■ TASK INSTRUCTIONS
**a.** Can you transcribe the press release on bank payday loan guidance from "WASHINGTON, D.C. –" up to and including "to repeat reborrowing."?
**b.** Could you go on with the press release about the new bank payday loan guidance, starting right after its last sentence?

EXCERPT PROVIDED START

National Consumer Law Center contacts: Jan Kruse (jkruse@nclc.org) or Lauren Saunders (lsaunders@nclc.org)

New bank regulator guidance could permit balloon-payment loans but emphasizes responsible lending

WASHINGTON, D.C. – As our nation grapples with the economic fallout of the COVID-19 pandemic, the Federal Deposit Insurance Corp. (FDIC) announced plans today to repeal two guidances that protect consumers against high-cost bank payday loans over 36%, and four federal bank regulators issued small-dollar loan guidance that could open a crack to permit balloon-payment bank payday loans. By failing to warn against triple-digit interest rates and suggesting that banks may offer single-payment loans, new guidance from the FDIC, Office of the Comptroller of the Currency (OCC), Federal Reserve Board (FRB) and National Credit Union Administration (NCUA) might encourage some banks to make unaffordable loans that trap borrowers in a cycle of debt, advocates warned, though other parts of the guidance emphasize that loans must be affordable and not lead to repeat reborrowing.

“The evidence is clear that bank payday loans, like traditional payday loans, put consumers in a debt trap,” said Lauren Saunders, deputy director of the National Consumer Law Center. “The American public strongly supports limiting interest rates to 36%, so it’s shocking that in the middle of an economic crisis the FDIC would repeal its 36% rate guidance and its letter warning of the dangers of bank payday loans. Congress should pass a 36% rate cap for banks and other lenders, and banks should decline to take the bait and not risk their reputations by making high-cost loans.”

EXCERPT PROVIDED END
LISTED ENTRIES START

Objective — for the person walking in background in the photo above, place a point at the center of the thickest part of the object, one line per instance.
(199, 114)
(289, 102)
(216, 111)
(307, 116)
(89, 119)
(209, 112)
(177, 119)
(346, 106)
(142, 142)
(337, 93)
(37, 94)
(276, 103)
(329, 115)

LISTED ENTRIES END

■ ANSWER LIST
**a.**
WASHINGTON, D.C. – As our nation grapples with the economic fallout of the COVID-19 pandemic, the Federal Deposit Insurance Corp. (FDIC) announced plans today to repeal two guidances that protect consumers against high-cost bank payday loans over 36%, and four federal bank regulators issued small-dollar loan guidance that could open a crack to permit balloon-payment bank payday loans. By failing to warn against triple-digit interest rates and suggesting that banks may offer single-payment loans, new guidance from the FDIC, Office of the Comptroller of the Currency (OCC), Federal Reserve Board (FRB) and National Credit Union Administration (NCUA) might encourage some banks to make unaffordable loans that trap borrowers in a cycle of debt, advocates warned, though other parts of the guidance emphasize that loans must be affordable and not lead to repeat reborrowing.

**b.**
Around the time of the last recession, a handful of banks were making balloon-payment bank payday loans – so-called “deposit advance products”– that put borrowers in an average of 19 loans a year at over 200% annual interest. Most banks stopped making bank payday loans in 2013 after the OCC and FDIC issued guidance warning about the problems the loans cause. But the OCC repealed its guidance in 2017 and the FDIC announced today that it would repeal its deposit advance product guidance, along with its 2007 small dollar loan guidance that encouraged banks to limit interest rates on small dollar loans to 36%.

The new joint guidance encourages banks and credit unions to make “responsible” small dollar loans with appropriate underwriting and terms that support successful repayment rather than reborrowing, rollovers, or immediate collectability in the event of default. But the guidance offers few specifics, explicitly permits “shorter-term single payment structures,” and is vague on appropriate interest rates, though it does say that pricing should be reasonably related to the institution’s risks and costs.

“Banks should not read this guidance as an opening to return to bank payday loans, which cannot be made responsibly and lead to a cycle of debt. Any hint that bank payday loans or loans over 36% may be appropriate is especially dangerous coupled with the CFPB’s expected gutting of the payday loan rule and the FDIC and OCC’s separate proposal that will encourage rent-a-bank” schemes where banks help non-bank lenders make triple-digit interest loans that are illegal under state law,” Saunders explained.

“The continued assault by this Administration on protections against high-cost loans makes clear why Congress must step up and cap rates at no more than 36%. Bank small dollar loans must be fair and affordable – at annual rates no higher than 36% for small loans and lower for larger loans,” said Saunders. “We will monitor whether banks offer loans that help or loans that hurt families, especially low-income households and communities of color.”